**QUOTED TEXT**
Madiba the Musical

Madiba the Musical AARAlthough it’s called Madiba the Musical, this production aimed at celebrating the life of Nelson Mandela, is more like an interesting hybrid. Certainly musical theatre, but not really a conventional Broadway musical, not really a musical documentary and not really a concert, it has elements of all three, as it alternates between staged scenes and tableau.

Performed with passion and commitment by a talented cast of triple-threat performers, Madiba the Musical focuses on the impact of apartheid in South Africa through a group of fictional characters whose lives were impacted during Mandela’s lifetime.

Mandela (Perci Moeketsi) is presented as a beatified figure. His history is annunciated by a charismatic narrator (David Denis) who delivers the salient historical facts in rap poetry while performing intricate hip hop moves.

As Mandela, Moeketsi is a well cast. He brings a quiet dignity to the role, has a more than passing physical resemblance to the man, particularly in the second half when his hair is greyed, and a commanding voice which he uses most effectively for Mandela’s final climactic monologue.

However the script never allows Mandela to be any more than a symbol, so that apart from historical dot points, the audience learns nothing about Mandela, the man. Similarly for Winnie Mandela, played by Ruva Ngwenya, who, despite her strong stage presence and excellent singing voice, is given little opportunity by the script to make much impact. What a show this might have been had the script explored the relationship between these two extraordinary characters rather than their political significance.

**SHORT EXERCISE**
Condense the paragraph of the Madiba the Musical review above that begins "However the script never allows" into a shorter version that keeps its main points.

**ENTRIES**
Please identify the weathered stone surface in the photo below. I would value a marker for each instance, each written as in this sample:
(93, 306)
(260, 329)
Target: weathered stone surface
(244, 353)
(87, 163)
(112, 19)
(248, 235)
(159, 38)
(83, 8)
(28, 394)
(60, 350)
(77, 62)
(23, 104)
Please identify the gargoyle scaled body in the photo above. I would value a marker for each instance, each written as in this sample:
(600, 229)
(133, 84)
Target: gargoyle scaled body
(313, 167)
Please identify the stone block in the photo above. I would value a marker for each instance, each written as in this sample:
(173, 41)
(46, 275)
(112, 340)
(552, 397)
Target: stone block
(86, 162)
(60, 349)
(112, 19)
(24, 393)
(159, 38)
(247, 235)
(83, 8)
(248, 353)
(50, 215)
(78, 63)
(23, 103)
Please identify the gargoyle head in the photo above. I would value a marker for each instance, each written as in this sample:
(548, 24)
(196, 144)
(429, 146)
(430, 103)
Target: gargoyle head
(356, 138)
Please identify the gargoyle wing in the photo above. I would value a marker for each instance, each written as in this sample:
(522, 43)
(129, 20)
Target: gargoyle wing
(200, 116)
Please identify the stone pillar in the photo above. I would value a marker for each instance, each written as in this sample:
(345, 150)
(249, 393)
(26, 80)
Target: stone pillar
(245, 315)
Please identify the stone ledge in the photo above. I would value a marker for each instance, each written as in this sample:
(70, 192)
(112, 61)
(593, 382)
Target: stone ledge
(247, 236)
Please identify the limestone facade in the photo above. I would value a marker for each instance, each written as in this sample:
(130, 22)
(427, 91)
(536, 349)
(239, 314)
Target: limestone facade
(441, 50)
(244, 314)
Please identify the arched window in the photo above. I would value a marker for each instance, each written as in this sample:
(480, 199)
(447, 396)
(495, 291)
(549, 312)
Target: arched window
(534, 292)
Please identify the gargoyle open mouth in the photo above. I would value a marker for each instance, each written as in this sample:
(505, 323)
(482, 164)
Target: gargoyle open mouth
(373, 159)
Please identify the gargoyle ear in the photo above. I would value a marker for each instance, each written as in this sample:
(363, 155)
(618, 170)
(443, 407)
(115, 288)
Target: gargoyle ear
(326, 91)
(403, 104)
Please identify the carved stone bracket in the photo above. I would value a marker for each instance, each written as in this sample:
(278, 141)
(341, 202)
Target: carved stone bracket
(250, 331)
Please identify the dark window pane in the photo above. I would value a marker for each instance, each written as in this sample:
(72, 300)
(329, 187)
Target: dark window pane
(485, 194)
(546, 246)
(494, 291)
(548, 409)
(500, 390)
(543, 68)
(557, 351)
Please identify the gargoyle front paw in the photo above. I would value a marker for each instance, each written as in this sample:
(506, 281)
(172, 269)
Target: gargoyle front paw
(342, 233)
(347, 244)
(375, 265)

**IN RESPONSE**
The script reduces Mandela to a symbol, so beyond historical dot points the audience learns nothing about him as a man. Winnie Mandela, played by Ruva Ngwenya, fares similarly: despite her strong stage presence and excellent singing voice, the script gives her little chance to make an impact. The show might have been far better had it explored the relationship between these two extraordinary characters instead of their political significance.